Directive:
Copy the records below word for word, line by line, leaving out the pictures.

= = = = =

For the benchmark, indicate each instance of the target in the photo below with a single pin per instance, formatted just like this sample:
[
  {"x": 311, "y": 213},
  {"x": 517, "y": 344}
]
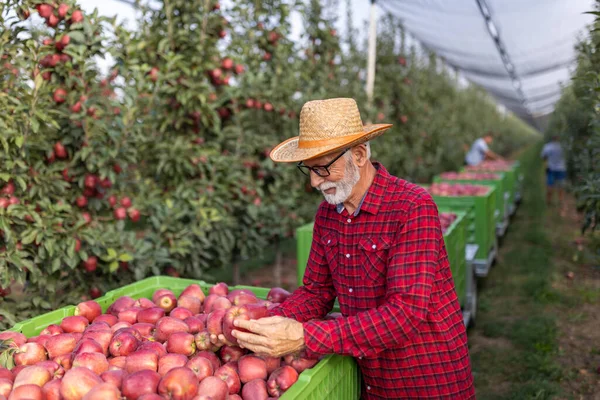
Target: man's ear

= = = = =

Completed exercise:
For the benchmark, indicate each instance of the target in the photo below with a single pin per instance, formatted just like this sample:
[
  {"x": 311, "y": 213},
  {"x": 517, "y": 344}
]
Target: man's ear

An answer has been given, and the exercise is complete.